- TASK INPUTS -
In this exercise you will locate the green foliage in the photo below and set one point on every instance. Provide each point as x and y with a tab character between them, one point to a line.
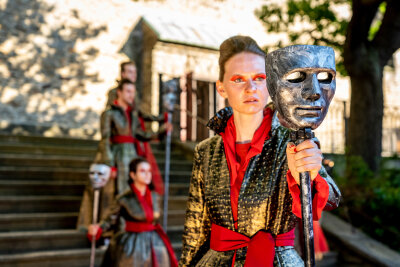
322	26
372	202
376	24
...
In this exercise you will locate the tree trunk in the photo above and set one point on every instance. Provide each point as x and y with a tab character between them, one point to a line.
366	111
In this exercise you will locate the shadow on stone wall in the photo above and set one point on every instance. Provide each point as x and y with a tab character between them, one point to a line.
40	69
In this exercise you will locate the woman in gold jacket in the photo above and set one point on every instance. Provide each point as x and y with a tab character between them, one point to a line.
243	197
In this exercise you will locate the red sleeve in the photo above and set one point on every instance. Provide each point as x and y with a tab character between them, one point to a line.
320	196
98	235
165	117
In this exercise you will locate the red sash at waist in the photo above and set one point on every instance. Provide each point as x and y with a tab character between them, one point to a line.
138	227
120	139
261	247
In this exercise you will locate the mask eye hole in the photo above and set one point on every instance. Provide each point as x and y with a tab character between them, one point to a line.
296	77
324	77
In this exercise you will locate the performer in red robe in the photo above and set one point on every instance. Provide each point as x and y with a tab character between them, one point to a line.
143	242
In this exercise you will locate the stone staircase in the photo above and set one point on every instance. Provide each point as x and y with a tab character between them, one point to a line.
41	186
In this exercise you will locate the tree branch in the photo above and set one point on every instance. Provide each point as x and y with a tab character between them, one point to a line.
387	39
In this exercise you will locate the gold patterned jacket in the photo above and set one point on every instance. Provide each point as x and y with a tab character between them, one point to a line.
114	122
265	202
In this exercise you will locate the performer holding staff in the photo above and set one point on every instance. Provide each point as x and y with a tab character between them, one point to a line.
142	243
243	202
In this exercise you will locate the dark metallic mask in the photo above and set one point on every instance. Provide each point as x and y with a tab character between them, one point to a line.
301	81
--
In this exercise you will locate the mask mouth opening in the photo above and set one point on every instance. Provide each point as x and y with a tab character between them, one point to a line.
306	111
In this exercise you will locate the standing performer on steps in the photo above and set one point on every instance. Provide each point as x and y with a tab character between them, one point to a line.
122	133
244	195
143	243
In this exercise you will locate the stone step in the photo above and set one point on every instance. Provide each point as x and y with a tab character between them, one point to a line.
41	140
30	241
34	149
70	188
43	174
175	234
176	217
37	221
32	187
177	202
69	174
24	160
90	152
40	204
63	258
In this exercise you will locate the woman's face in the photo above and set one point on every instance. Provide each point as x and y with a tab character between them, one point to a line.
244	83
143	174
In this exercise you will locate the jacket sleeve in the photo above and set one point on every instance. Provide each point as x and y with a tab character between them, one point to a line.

- TASK -
For the listing above, print only the lines starting at the line containing "In this exercise you will locate the stone step" and ending at the line containing "In this exercise you will locate the jacket", exactly, both included.

- REPLY -
In this exercise you will locate the stone step in the photo above and set one point on every instance. Provide each point as x and y with a tab character between them, one point to a line.
41	140
30	241
34	149
70	188
43	174
175	234
176	217
37	221
32	187
177	202
69	174
24	160
90	152
40	204
63	258
In this exercise you will locate the woman's face in the photo above and set one point on every instance. Provide each point as x and y with a tab character between them, one point to a line.
244	83
143	174
In this exercise you will locate the jacket sleeve in the photo above and set one point on every instance. Provide each point as x and y with a tab character between them, one point to a line.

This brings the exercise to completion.